PASSAGE TO READ
========

Learn who is required to file a tax return in the U.S.

In order to discover which tax form to use, begin by determining your tax filing status. [©Shutterstock, 2010]
©Shutterstock, 2010
In order to discover which tax form to use, begin by determining your tax filing status.

When individuals exceed certain minimum income limits it becomes necessary to file a tax return in the U.S. Many first-time filers are college students who begin working part-time or full-time. Even foreigners attending school in the United States may need to file a tax return.

The first step in filing a tax return is determining filing status. Then, one of three income tax forms must be filed by the deadline, which is normally midnight on April 15. Even if income earned is below the requirement, a student may need to file a tax return in certain situations. The tax return contains information about the taxpayer's income for the previous year and allows the Internal Revenue Service (IRS) to assess if the taxpayer overpaid, underpaid or paid the correct amount of income tax.

========

[Records for labeling locations]
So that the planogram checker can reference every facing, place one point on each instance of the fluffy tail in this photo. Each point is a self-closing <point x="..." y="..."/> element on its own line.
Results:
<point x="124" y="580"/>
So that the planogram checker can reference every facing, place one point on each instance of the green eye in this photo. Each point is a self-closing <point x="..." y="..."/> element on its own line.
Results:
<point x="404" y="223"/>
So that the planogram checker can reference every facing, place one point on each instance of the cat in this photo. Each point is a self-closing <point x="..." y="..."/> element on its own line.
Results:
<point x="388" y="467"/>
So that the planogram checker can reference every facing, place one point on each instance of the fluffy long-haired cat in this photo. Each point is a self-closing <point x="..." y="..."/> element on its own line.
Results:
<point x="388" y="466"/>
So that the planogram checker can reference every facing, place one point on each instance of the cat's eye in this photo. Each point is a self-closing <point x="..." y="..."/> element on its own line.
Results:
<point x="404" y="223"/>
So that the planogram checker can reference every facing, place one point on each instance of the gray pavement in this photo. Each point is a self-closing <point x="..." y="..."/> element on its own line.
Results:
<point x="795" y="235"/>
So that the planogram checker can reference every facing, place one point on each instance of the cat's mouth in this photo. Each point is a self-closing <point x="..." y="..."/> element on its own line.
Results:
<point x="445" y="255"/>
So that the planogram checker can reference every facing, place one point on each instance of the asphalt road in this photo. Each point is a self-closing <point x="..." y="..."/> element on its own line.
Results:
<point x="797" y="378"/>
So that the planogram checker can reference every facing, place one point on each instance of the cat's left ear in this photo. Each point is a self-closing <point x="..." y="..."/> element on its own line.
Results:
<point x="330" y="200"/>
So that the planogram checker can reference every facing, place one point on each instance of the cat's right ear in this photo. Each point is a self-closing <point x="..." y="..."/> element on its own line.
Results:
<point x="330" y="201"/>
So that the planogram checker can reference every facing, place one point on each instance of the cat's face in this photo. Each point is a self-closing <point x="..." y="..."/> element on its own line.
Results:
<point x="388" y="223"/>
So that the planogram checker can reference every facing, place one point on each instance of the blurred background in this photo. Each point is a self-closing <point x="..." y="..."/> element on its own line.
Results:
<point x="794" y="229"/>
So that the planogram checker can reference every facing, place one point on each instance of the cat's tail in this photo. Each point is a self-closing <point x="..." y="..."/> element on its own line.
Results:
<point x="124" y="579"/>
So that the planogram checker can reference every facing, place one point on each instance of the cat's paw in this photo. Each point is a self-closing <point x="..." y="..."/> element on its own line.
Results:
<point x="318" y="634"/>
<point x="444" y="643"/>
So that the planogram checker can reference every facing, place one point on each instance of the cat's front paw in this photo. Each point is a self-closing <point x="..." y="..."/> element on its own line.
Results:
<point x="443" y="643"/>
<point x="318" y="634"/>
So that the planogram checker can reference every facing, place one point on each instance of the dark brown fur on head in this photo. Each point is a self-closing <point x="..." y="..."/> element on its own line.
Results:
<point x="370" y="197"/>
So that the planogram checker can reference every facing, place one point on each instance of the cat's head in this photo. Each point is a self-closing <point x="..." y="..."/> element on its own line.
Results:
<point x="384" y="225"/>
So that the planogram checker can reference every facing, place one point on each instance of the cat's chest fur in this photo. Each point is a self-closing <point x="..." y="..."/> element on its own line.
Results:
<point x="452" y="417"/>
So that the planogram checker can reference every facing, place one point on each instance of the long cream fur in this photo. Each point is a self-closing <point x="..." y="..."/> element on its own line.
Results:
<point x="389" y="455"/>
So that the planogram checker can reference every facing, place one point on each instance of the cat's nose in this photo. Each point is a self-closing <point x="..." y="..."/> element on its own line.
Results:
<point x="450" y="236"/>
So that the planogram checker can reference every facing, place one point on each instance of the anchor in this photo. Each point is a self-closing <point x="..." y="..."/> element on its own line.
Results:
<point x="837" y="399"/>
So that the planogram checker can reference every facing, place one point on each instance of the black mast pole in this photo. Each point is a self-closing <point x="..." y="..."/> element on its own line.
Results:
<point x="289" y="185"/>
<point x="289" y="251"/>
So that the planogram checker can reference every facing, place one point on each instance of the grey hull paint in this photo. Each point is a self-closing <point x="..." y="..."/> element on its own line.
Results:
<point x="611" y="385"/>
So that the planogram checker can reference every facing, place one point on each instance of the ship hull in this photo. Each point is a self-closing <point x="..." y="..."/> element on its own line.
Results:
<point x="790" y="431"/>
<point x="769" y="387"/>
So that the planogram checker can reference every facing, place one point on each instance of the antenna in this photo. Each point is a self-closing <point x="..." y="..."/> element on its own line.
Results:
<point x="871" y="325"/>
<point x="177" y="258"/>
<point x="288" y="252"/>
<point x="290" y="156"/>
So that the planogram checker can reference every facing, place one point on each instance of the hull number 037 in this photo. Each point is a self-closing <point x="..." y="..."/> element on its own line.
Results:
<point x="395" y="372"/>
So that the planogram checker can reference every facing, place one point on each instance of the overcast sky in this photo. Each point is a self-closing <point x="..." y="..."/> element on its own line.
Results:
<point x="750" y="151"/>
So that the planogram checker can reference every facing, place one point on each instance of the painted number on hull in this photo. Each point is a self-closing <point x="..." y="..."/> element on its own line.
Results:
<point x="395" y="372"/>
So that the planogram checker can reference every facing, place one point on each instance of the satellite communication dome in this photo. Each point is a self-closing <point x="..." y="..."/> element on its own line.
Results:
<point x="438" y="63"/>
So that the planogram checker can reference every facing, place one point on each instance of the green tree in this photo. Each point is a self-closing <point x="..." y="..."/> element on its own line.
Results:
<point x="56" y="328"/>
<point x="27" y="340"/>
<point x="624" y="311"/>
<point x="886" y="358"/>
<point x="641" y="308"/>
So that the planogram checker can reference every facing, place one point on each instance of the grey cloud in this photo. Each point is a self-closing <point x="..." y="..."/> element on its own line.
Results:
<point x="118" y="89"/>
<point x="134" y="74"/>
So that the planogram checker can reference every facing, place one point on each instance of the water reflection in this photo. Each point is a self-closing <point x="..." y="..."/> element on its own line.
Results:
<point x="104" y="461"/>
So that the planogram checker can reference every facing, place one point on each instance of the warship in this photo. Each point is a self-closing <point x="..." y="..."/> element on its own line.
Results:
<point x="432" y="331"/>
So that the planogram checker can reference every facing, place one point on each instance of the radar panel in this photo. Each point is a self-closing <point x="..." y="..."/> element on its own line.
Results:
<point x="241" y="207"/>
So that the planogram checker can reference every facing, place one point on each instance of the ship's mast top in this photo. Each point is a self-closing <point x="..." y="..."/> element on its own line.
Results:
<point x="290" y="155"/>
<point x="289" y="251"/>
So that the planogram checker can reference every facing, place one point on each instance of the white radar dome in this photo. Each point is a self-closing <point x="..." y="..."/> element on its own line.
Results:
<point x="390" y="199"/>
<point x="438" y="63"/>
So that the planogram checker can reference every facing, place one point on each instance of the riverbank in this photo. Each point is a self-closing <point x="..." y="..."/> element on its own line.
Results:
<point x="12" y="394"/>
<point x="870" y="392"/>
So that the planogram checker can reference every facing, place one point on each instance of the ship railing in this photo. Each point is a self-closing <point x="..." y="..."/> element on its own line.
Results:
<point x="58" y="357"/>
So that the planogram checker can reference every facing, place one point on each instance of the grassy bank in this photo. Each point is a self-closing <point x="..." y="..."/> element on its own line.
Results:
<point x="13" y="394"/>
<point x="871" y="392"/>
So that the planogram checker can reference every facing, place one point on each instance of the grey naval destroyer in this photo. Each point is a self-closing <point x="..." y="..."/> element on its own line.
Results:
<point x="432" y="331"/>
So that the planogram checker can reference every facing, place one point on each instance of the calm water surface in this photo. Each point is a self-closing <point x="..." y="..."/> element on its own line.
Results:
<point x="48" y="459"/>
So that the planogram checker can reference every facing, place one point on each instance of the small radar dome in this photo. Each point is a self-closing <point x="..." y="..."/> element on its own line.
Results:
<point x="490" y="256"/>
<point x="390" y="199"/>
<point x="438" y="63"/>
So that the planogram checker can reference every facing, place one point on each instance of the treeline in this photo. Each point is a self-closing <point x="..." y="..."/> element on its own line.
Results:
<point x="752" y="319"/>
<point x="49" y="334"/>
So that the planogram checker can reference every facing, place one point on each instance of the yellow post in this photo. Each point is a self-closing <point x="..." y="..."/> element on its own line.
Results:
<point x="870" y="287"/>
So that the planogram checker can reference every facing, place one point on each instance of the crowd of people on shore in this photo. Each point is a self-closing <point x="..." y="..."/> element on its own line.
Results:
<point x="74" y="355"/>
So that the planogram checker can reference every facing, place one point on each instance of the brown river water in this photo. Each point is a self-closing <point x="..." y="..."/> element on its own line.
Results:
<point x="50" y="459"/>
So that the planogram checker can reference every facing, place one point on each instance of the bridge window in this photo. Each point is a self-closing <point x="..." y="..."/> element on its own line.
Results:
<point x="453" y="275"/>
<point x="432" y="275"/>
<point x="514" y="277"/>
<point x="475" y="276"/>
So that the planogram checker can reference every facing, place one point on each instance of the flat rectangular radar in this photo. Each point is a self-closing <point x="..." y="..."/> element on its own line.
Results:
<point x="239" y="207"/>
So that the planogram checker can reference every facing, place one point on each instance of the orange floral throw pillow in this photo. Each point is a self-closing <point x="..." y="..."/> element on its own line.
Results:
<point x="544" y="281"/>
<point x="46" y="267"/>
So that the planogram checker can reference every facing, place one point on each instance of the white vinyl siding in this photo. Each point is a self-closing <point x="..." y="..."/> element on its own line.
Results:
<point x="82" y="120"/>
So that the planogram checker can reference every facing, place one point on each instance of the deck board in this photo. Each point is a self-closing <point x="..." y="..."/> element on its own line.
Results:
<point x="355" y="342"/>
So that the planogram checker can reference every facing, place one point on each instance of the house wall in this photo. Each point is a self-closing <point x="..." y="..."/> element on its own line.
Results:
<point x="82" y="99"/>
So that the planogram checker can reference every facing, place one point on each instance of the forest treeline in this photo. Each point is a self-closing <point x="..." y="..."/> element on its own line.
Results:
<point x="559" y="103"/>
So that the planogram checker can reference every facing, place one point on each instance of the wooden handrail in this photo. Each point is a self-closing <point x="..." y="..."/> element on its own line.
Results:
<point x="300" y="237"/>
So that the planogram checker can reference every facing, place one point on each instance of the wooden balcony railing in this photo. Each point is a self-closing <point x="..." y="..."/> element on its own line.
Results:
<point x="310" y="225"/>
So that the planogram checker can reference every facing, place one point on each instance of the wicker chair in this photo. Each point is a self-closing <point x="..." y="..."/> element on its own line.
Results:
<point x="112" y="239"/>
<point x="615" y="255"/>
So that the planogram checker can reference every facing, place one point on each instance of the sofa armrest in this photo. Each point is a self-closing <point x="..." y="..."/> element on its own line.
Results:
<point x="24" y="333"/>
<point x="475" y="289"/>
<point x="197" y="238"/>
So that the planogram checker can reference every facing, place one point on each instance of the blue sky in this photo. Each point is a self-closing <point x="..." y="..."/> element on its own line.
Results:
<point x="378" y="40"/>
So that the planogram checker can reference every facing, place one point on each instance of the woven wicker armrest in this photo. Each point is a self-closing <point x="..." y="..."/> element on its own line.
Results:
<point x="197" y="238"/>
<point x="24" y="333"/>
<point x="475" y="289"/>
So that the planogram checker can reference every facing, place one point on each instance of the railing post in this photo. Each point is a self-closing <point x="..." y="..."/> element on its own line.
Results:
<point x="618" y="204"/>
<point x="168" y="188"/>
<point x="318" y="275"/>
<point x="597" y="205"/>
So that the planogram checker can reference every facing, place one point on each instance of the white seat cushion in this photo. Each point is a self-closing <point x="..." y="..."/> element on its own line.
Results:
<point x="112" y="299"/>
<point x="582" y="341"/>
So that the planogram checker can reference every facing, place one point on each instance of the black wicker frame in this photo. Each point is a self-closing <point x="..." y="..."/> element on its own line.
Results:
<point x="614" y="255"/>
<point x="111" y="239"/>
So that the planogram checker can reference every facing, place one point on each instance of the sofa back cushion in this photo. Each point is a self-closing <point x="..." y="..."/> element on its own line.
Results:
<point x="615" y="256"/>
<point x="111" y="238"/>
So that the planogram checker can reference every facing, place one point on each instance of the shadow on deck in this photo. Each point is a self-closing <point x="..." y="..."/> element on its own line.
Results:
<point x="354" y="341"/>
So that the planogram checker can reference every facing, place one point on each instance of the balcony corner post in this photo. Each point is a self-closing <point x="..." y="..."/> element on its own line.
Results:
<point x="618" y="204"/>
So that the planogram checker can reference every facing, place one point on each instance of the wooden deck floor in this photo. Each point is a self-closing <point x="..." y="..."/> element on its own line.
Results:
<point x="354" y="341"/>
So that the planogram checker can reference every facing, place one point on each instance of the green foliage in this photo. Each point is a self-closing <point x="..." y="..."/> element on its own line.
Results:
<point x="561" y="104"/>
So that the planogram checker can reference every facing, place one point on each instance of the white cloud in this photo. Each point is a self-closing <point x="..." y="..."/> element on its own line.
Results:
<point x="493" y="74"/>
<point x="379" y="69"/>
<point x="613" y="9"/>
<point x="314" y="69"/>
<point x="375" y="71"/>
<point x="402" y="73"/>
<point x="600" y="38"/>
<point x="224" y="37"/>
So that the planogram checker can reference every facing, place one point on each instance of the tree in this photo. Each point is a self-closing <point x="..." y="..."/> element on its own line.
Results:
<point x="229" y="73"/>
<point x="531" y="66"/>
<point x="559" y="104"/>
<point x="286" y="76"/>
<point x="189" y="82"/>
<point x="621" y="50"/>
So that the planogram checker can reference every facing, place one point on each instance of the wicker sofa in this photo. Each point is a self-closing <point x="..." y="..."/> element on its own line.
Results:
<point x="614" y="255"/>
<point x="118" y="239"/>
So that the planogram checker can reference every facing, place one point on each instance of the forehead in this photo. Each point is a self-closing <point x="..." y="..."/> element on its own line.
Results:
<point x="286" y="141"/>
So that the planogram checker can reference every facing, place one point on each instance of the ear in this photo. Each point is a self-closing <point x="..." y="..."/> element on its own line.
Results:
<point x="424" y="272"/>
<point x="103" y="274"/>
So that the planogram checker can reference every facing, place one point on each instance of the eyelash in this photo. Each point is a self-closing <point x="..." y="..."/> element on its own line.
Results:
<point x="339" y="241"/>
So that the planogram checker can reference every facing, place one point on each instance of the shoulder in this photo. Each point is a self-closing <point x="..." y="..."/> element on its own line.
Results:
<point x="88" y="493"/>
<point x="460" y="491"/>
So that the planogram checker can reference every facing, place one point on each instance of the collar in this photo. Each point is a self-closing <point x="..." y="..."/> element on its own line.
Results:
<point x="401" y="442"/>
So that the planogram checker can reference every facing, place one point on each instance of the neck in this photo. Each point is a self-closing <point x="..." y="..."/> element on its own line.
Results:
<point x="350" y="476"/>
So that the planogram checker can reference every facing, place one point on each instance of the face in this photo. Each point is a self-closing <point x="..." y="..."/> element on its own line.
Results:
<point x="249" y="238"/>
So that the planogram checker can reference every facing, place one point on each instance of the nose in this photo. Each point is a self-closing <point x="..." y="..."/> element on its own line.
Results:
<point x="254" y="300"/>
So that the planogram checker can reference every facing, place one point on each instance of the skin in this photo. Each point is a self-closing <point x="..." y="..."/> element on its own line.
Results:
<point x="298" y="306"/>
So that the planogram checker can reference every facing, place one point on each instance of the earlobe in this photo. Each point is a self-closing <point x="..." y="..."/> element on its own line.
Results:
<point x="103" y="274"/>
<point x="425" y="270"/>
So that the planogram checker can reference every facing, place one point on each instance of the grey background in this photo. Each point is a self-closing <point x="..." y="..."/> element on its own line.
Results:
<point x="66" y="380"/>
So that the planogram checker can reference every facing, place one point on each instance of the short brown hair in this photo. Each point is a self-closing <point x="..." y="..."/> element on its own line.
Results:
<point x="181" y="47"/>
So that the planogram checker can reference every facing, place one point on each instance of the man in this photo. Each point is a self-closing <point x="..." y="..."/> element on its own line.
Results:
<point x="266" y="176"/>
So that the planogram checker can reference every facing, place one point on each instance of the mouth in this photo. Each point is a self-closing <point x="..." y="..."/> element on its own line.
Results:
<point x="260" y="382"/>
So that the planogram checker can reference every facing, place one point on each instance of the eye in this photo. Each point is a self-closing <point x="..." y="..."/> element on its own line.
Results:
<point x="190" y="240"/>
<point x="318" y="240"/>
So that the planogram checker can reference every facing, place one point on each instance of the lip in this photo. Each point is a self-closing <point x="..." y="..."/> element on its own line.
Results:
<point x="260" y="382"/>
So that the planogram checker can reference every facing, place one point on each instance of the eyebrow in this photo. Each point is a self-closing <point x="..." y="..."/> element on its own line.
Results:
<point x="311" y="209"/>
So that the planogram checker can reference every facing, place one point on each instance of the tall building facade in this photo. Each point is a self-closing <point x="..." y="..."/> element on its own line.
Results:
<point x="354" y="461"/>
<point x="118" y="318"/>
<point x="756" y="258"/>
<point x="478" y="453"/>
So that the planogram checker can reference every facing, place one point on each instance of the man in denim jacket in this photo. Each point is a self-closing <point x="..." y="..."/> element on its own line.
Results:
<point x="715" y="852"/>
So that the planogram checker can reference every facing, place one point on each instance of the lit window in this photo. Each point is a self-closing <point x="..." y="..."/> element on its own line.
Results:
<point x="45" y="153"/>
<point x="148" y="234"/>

========

CHALLENGE A
According to the passage on U.S. tax returns, when is the filing deadline normally?
CHALLENGE B
Summarize the passage on U.S. tax returns in two sentences.
CHALLENGE C
Carry on the passage on U.S. tax returns from the point at which it stops.
The records have no connection to the passage on U.S. tax returns.

WRITTEN RESPONSE A
Midnight on April 15.

WRITTEN RESPONSE B
A tax return must be filed in the U.S. once a person's income exceeds certain minimum limits, and many first-time filers are college students, including some foreigners studying in the country. Filing begins with determining filing status, after which one of three income tax forms is due, normally by midnight on April 15, so that the IRS can assess whether the taxpayer overpaid, underpaid or paid the correct amount of income tax.

WRITTEN RESPONSE C
Who Should File a Tax Return

According to the IRS, the possible filing statuses are single, head of household, married filing jointly, married filing separately and qualifying widow or widower with a dependent child. Each filing status has a different income limit that dictates whether a tax return must be filed. In 2008, the minimum gross income requirements for each filing status were:

  • Single: $8,950 if under 65, and $10,300 if 65 or older
  • Head of household: $11,500 if under 65, and $12,850 if 65 or older
  • Married filing jointly: $17,900 if both spouses were under 65, $18,950 if one was at least 65, and $20,000 if both spouses were 65 or older
  • Married filing separately: $3,500
  • Qualifying widow or widower with a dependent child: $14,400 if under 65, and $15,450 if 65 or older

Occasionally, a taxpayer does not meet the income requirement to complete a tax return but should still file in order to receive a tax refund. A tax return should be completed regardless of income if income tax was withheld from pay, if the taxpayer qualifies for the earned income tax credit or if the taxpayer qualifies for the child tax credit. A student or first-time filer with a part-time job may be included in one of these exceptions.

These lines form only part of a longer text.